** Opening DATASET block **

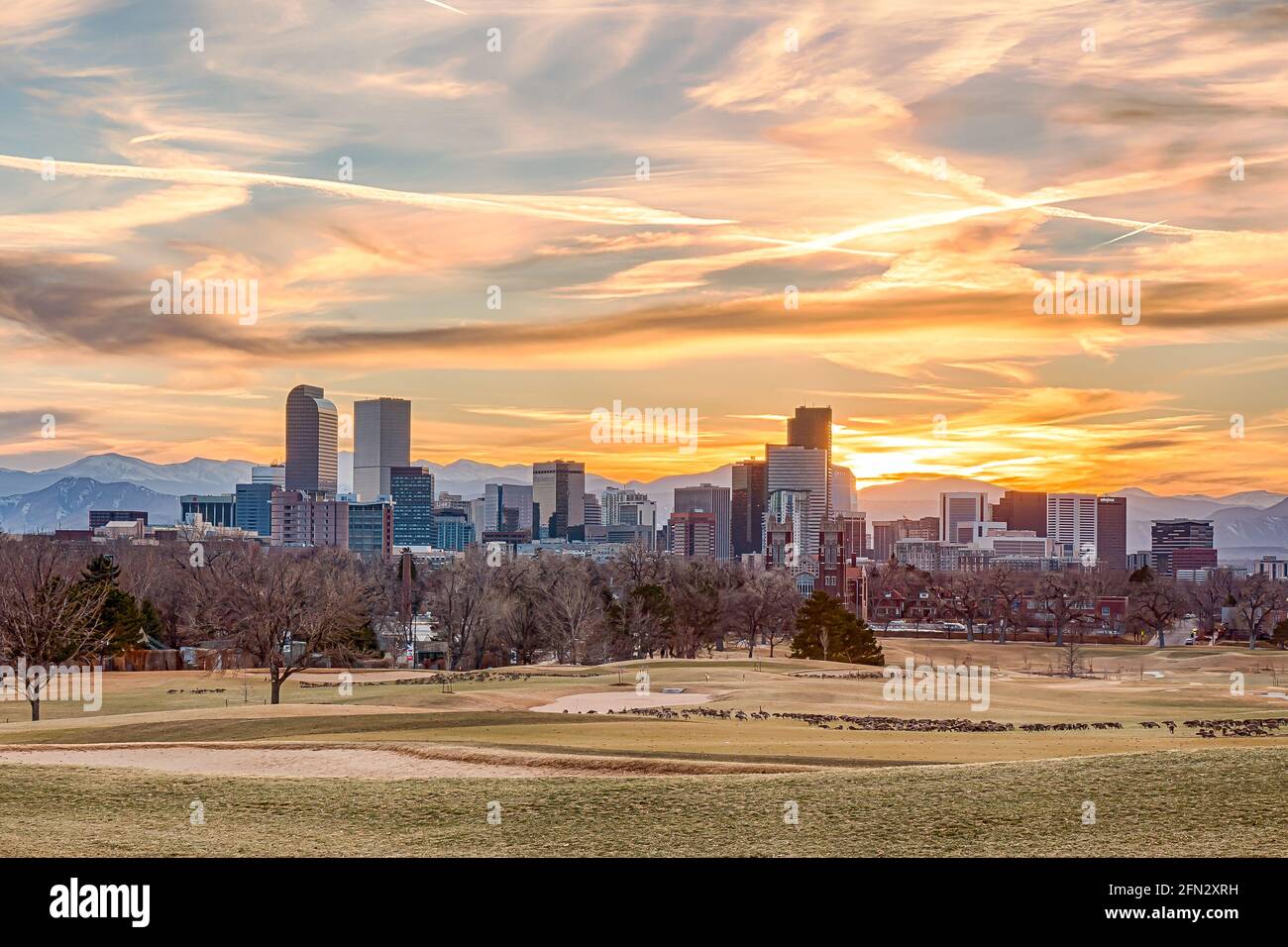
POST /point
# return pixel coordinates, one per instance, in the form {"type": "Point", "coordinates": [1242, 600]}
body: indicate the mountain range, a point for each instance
{"type": "Point", "coordinates": [1247, 525]}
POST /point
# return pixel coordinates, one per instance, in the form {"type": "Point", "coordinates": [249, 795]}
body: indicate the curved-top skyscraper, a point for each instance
{"type": "Point", "coordinates": [310, 441]}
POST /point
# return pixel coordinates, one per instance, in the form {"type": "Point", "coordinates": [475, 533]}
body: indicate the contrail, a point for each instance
{"type": "Point", "coordinates": [1124, 236]}
{"type": "Point", "coordinates": [584, 209]}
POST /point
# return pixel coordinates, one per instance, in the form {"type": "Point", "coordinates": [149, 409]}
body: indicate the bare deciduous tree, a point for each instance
{"type": "Point", "coordinates": [283, 608]}
{"type": "Point", "coordinates": [47, 618]}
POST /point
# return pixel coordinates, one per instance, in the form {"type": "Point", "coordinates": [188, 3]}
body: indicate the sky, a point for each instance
{"type": "Point", "coordinates": [516, 214]}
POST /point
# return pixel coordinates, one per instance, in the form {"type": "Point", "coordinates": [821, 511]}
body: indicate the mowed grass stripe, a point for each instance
{"type": "Point", "coordinates": [284, 727]}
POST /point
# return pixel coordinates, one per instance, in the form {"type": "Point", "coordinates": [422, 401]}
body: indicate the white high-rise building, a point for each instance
{"type": "Point", "coordinates": [610, 501]}
{"type": "Point", "coordinates": [958, 509]}
{"type": "Point", "coordinates": [803, 470]}
{"type": "Point", "coordinates": [1072, 526]}
{"type": "Point", "coordinates": [381, 440]}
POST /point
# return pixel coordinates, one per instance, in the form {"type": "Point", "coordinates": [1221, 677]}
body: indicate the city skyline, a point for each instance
{"type": "Point", "coordinates": [911, 195]}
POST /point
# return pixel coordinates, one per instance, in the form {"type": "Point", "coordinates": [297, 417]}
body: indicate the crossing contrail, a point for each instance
{"type": "Point", "coordinates": [580, 208]}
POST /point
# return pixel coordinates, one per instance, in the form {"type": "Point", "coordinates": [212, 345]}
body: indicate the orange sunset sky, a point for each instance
{"type": "Point", "coordinates": [912, 169]}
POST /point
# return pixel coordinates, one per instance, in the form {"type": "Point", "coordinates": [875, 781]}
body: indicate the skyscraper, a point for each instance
{"type": "Point", "coordinates": [708, 499]}
{"type": "Point", "coordinates": [1183, 548]}
{"type": "Point", "coordinates": [312, 428]}
{"type": "Point", "coordinates": [1072, 525]}
{"type": "Point", "coordinates": [1112, 531]}
{"type": "Point", "coordinates": [558, 491]}
{"type": "Point", "coordinates": [412, 489]}
{"type": "Point", "coordinates": [960, 508]}
{"type": "Point", "coordinates": [507, 496]}
{"type": "Point", "coordinates": [803, 470]}
{"type": "Point", "coordinates": [747, 506]}
{"type": "Point", "coordinates": [811, 428]}
{"type": "Point", "coordinates": [381, 441]}
{"type": "Point", "coordinates": [254, 509]}
{"type": "Point", "coordinates": [694, 534]}
{"type": "Point", "coordinates": [270, 474]}
{"type": "Point", "coordinates": [1021, 509]}
{"type": "Point", "coordinates": [590, 509]}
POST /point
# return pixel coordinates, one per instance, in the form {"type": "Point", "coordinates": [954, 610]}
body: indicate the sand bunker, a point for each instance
{"type": "Point", "coordinates": [360, 762]}
{"type": "Point", "coordinates": [627, 699]}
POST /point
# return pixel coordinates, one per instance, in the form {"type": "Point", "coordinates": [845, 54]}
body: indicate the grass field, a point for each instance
{"type": "Point", "coordinates": [1194, 802]}
{"type": "Point", "coordinates": [857, 791]}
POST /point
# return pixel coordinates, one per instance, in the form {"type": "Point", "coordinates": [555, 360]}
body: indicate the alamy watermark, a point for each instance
{"type": "Point", "coordinates": [179, 296]}
{"type": "Point", "coordinates": [948, 684]}
{"type": "Point", "coordinates": [53, 684]}
{"type": "Point", "coordinates": [651, 425]}
{"type": "Point", "coordinates": [1069, 295]}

** Closing DATASET block **

WHAT IS REQUIRED —
Could you repeat every entry above exactly, with each picture omitted?

RESULT BELOW —
POST /point
# return pixel coordinates, one per instance, in the form {"type": "Point", "coordinates": [1242, 600]}
body: indicate the mountain range, a point for each instance
{"type": "Point", "coordinates": [1247, 525]}
POST /point
# return pixel coordinates, one per instance, in the form {"type": "Point", "coordinates": [249, 795]}
body: indicate the curved-top skyscraper, a point for each instance
{"type": "Point", "coordinates": [310, 441]}
POST /point
# return pixel coordinates, one per instance, in the form {"type": "Point", "coordinates": [475, 533]}
body: indicate the contrail, a point for each instance
{"type": "Point", "coordinates": [1124, 236]}
{"type": "Point", "coordinates": [584, 209]}
POST /point
# return pixel coordinates, one per instance, in the form {"type": "Point", "coordinates": [149, 409]}
body: indicate the bare deciduous tree, a point for each instance
{"type": "Point", "coordinates": [283, 608]}
{"type": "Point", "coordinates": [47, 618]}
POST /point
# return pixel coordinates, one per instance, in the form {"type": "Point", "coordinates": [188, 3]}
body: indicate the sky, a point for each instance
{"type": "Point", "coordinates": [516, 214]}
POST /point
# return pixel coordinates, one per instance, in the form {"type": "Point", "coordinates": [821, 511]}
body: indicate the mowed grass stripe, a point for each instance
{"type": "Point", "coordinates": [284, 727]}
POST /point
# return pixel coordinates, one per instance, in the form {"type": "Point", "coordinates": [422, 401]}
body: indicate the white high-rise building, a point for each instance
{"type": "Point", "coordinates": [610, 501]}
{"type": "Point", "coordinates": [958, 509]}
{"type": "Point", "coordinates": [803, 470]}
{"type": "Point", "coordinates": [1072, 526]}
{"type": "Point", "coordinates": [381, 440]}
POST /point
# return pixel coordinates, one per instance, in the form {"type": "Point", "coordinates": [1221, 677]}
body: indicate the city skyline, a point for each instance
{"type": "Point", "coordinates": [911, 195]}
POST /point
# return pixel coordinates, one per instance, in the form {"type": "Point", "coordinates": [297, 417]}
body: indicate the crossing contrail, a point for each instance
{"type": "Point", "coordinates": [580, 208]}
POST /point
# return pixel coordinates, one per instance, in the form {"type": "Point", "coordinates": [212, 345]}
body: indicate the orange sunset sky, a point for each instance
{"type": "Point", "coordinates": [912, 169]}
POST /point
# return pixel coordinates, one per instance, in the form {"type": "Point", "coordinates": [875, 781]}
body: indicate the skyscraper, a point for each instance
{"type": "Point", "coordinates": [708, 499]}
{"type": "Point", "coordinates": [1183, 548]}
{"type": "Point", "coordinates": [312, 428]}
{"type": "Point", "coordinates": [1072, 525]}
{"type": "Point", "coordinates": [1112, 531]}
{"type": "Point", "coordinates": [558, 491]}
{"type": "Point", "coordinates": [412, 489]}
{"type": "Point", "coordinates": [960, 508]}
{"type": "Point", "coordinates": [507, 496]}
{"type": "Point", "coordinates": [803, 470]}
{"type": "Point", "coordinates": [747, 506]}
{"type": "Point", "coordinates": [811, 428]}
{"type": "Point", "coordinates": [381, 441]}
{"type": "Point", "coordinates": [254, 509]}
{"type": "Point", "coordinates": [694, 534]}
{"type": "Point", "coordinates": [270, 474]}
{"type": "Point", "coordinates": [1021, 509]}
{"type": "Point", "coordinates": [590, 509]}
POST /point
# return pixel coordinates, one per instance, in the form {"type": "Point", "coordinates": [954, 610]}
body: indicate the sand bunker, a point for each instance
{"type": "Point", "coordinates": [360, 762]}
{"type": "Point", "coordinates": [627, 699]}
POST /point
# return pixel coordinates, one per instance, in the form {"type": "Point", "coordinates": [845, 54]}
body: indicate the grass field, a point for each instance
{"type": "Point", "coordinates": [1194, 802]}
{"type": "Point", "coordinates": [857, 791]}
POST /point
# return pixel coordinates, one per instance, in the form {"type": "Point", "coordinates": [555, 360]}
body: indicate the alamy watermark, a point for each instance
{"type": "Point", "coordinates": [179, 296]}
{"type": "Point", "coordinates": [948, 684]}
{"type": "Point", "coordinates": [53, 684]}
{"type": "Point", "coordinates": [651, 425]}
{"type": "Point", "coordinates": [1069, 295]}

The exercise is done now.